*Directions*
The required output consists solely of the lines from the line containing "For the benchmark, point out every instance of the metal" through the end of the records, copied exactly.

# Records shown start

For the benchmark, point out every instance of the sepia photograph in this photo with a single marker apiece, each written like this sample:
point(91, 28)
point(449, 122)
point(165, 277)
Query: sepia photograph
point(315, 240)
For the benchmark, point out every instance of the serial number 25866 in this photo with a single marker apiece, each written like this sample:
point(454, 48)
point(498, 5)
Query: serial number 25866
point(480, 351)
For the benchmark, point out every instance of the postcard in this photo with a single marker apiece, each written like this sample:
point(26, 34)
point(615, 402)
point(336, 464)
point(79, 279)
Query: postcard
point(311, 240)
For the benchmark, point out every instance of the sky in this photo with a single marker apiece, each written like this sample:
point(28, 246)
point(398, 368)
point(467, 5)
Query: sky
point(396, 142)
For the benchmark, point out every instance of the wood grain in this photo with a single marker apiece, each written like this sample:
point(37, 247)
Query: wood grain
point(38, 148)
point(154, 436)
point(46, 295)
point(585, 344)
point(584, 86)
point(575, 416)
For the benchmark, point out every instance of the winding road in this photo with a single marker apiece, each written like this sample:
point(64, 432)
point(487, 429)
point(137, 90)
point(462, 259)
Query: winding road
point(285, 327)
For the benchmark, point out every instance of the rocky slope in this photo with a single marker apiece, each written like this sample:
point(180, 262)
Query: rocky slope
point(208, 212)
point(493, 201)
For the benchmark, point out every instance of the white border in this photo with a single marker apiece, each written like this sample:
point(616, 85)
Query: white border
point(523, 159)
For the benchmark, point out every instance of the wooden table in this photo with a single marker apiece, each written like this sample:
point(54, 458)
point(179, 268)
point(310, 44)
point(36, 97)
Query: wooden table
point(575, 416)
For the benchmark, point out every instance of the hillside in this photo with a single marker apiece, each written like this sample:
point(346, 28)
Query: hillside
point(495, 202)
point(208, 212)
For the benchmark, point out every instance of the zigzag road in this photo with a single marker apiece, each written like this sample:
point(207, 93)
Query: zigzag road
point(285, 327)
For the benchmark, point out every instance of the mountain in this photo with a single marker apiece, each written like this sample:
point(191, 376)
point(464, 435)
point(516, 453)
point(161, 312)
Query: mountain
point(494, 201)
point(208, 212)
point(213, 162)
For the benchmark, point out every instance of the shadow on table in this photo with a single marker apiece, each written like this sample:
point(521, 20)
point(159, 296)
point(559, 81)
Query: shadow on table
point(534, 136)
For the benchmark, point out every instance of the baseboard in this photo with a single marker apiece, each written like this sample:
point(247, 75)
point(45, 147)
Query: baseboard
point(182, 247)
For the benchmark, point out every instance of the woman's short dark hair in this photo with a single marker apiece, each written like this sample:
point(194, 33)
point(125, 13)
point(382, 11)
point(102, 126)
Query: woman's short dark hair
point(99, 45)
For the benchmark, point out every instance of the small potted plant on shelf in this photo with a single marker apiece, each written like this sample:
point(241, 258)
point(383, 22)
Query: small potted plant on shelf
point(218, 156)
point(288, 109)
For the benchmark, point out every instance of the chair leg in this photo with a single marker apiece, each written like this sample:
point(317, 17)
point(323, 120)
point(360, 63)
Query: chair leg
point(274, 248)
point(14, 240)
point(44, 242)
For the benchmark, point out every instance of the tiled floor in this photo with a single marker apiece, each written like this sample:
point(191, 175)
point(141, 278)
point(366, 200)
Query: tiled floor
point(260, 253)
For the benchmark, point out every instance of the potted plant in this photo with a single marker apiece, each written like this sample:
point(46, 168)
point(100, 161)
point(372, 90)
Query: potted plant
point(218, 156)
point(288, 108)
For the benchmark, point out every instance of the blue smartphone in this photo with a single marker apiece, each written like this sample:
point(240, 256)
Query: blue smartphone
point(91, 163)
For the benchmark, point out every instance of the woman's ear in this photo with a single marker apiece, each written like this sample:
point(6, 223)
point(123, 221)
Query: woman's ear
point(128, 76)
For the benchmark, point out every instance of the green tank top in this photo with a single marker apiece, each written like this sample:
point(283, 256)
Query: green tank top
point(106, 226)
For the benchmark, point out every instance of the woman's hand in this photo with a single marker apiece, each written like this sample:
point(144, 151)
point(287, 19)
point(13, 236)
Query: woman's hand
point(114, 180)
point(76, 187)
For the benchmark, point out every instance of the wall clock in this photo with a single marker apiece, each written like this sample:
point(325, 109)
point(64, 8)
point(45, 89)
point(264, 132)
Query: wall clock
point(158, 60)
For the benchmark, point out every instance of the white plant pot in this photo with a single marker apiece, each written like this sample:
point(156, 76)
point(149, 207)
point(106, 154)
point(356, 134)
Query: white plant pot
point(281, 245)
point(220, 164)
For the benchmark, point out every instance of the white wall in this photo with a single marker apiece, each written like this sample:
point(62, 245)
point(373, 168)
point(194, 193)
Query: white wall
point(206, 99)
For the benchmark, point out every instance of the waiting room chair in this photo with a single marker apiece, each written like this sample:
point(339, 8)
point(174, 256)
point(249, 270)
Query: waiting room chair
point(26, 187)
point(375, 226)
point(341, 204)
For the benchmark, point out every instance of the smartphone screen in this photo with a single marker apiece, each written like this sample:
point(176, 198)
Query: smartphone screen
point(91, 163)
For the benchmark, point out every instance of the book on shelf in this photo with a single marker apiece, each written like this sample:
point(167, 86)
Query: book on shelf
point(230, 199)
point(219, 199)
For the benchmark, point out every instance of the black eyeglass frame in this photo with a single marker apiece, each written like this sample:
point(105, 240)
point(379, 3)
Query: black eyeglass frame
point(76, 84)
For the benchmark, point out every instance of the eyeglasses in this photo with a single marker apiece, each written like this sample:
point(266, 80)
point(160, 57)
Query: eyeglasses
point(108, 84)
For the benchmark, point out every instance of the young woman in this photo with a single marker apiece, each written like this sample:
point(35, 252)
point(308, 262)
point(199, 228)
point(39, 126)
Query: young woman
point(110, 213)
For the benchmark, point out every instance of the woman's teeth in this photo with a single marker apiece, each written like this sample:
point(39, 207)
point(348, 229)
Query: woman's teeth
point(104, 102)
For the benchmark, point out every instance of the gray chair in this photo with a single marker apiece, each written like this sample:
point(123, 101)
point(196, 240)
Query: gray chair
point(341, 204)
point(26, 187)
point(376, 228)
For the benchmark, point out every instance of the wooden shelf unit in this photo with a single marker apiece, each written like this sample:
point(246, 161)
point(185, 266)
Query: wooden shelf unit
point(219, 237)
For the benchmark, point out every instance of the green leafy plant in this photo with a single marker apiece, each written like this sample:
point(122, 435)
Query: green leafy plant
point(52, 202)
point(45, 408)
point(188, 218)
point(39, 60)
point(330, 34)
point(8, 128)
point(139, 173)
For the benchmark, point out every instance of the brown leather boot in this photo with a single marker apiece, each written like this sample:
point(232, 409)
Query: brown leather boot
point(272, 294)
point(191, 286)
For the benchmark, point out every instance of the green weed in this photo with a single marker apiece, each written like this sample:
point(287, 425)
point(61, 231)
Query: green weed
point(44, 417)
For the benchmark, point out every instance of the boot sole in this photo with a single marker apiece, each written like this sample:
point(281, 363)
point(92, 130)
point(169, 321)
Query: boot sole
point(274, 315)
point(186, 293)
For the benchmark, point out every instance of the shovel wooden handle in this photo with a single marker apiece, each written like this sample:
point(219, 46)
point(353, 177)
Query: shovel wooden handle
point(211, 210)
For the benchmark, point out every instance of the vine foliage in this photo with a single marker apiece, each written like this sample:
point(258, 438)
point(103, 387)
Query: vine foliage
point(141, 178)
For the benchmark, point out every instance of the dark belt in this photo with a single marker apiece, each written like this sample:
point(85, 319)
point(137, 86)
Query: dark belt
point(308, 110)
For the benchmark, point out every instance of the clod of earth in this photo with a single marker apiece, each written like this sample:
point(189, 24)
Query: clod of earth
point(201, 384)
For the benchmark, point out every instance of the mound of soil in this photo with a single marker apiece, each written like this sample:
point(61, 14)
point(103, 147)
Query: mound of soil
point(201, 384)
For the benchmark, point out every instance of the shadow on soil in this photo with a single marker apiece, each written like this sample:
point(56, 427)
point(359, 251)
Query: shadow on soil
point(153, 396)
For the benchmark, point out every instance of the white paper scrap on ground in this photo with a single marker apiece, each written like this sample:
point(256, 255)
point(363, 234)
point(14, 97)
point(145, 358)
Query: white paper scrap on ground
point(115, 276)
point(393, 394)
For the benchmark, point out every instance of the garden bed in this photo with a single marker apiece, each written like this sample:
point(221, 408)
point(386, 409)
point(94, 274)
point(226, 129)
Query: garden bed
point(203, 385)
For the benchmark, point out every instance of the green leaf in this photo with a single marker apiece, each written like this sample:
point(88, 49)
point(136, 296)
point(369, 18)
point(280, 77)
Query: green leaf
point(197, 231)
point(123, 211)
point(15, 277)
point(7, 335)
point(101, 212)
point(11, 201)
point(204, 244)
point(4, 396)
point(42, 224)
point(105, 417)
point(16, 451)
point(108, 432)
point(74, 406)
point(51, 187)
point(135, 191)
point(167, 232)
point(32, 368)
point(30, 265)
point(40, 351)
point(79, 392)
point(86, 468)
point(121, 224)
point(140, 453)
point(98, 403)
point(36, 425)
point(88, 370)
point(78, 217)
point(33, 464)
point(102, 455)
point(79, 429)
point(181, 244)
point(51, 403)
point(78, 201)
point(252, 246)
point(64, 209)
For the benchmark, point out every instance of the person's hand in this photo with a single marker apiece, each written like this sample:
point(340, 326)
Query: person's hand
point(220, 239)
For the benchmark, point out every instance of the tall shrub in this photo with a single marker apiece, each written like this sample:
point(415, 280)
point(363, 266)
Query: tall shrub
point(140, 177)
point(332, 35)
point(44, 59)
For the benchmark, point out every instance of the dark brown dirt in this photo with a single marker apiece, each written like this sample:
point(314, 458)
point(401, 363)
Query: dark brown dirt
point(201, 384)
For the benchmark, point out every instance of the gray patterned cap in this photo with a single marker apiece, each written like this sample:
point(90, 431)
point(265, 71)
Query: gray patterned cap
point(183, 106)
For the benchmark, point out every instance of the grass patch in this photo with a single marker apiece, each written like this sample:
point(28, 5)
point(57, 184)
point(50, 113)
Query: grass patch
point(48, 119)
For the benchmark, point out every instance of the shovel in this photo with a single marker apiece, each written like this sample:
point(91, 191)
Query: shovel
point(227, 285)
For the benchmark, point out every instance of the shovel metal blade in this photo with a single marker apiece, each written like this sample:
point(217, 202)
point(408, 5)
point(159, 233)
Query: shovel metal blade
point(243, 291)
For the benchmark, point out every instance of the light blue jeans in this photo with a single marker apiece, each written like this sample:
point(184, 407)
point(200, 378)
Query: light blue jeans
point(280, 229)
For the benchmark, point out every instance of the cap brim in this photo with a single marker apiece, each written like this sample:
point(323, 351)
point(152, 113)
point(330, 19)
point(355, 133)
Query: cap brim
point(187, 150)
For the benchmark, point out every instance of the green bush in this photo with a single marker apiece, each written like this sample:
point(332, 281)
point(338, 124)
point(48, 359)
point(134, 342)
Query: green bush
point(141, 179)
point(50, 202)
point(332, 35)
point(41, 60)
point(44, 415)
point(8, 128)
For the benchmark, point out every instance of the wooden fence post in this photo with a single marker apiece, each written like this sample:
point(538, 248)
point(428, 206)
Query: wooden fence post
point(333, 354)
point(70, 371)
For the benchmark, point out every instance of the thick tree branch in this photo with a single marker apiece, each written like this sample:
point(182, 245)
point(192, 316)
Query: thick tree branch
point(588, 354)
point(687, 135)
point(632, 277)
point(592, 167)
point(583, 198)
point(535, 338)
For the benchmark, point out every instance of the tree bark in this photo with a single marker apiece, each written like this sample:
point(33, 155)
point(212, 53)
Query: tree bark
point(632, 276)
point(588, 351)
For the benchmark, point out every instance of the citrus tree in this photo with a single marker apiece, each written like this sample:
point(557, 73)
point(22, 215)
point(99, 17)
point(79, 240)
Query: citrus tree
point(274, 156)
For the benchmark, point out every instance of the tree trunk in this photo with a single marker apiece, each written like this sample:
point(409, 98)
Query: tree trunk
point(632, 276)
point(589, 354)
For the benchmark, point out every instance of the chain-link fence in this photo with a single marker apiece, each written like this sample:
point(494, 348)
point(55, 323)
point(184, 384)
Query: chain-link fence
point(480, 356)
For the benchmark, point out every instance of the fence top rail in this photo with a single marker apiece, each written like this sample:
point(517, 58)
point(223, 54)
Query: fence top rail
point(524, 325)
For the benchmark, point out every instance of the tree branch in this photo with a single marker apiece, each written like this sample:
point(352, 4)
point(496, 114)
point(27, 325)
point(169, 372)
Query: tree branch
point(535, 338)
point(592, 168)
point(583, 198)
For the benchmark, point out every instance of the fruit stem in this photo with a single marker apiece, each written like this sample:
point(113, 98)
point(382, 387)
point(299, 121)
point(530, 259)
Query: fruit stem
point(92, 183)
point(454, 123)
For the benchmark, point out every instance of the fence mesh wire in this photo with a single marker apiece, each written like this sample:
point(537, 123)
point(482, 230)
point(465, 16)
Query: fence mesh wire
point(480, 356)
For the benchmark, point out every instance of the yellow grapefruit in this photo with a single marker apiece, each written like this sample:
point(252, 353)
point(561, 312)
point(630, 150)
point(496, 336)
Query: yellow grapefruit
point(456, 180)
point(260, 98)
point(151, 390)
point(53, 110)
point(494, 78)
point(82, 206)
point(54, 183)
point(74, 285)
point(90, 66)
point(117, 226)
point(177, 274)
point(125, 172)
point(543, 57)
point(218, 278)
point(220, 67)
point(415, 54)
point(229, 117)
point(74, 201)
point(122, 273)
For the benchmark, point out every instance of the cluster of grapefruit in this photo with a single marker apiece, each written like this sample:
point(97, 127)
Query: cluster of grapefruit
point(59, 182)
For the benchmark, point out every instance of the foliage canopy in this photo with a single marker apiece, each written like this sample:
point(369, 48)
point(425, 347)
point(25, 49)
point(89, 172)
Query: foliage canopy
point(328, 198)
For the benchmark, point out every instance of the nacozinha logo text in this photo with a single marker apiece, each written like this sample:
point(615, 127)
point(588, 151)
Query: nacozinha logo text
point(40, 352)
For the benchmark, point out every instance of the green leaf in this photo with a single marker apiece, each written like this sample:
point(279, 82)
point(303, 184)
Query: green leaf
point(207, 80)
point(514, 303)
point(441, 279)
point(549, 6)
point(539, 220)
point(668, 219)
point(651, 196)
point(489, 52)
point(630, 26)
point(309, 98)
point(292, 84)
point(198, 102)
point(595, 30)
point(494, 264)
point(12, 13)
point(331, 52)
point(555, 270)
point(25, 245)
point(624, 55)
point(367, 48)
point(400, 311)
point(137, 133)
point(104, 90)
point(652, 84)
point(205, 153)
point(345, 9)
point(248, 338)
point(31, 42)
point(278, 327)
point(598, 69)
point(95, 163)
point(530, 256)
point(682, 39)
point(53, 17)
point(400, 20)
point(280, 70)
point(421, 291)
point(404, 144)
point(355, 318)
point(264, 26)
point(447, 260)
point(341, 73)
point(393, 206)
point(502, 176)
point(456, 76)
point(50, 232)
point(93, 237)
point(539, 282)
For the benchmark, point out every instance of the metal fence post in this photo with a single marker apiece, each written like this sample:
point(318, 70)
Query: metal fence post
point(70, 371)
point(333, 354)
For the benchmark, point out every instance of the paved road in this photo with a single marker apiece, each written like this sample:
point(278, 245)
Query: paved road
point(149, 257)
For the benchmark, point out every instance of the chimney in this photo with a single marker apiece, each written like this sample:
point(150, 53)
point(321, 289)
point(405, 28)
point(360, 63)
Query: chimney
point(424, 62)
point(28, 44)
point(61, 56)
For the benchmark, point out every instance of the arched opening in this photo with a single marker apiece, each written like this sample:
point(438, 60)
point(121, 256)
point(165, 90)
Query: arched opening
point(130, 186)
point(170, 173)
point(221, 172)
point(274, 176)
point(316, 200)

# Records shown end

*Exercise answer*
For the benchmark, point out every instance of the metal fence post in this photo with a single marker apiece, each written like this sample:
point(318, 70)
Query: metal fence post
point(70, 371)
point(333, 354)
For the benchmark, point out every instance of the paved road in this photo with a single marker apiece, each written like this sample:
point(278, 245)
Query: paved road
point(149, 257)
For the benchmark, point out every instance of the chimney in this photo with a single marker apiece, each written like this sample:
point(150, 53)
point(321, 289)
point(405, 28)
point(360, 63)
Query: chimney
point(424, 62)
point(28, 44)
point(61, 56)
For the benchmark, point out every instance of the arched opening in this photo with a single marker apiece, each written like this sample:
point(438, 60)
point(121, 256)
point(165, 90)
Query: arched opening
point(130, 186)
point(170, 173)
point(221, 172)
point(274, 176)
point(316, 200)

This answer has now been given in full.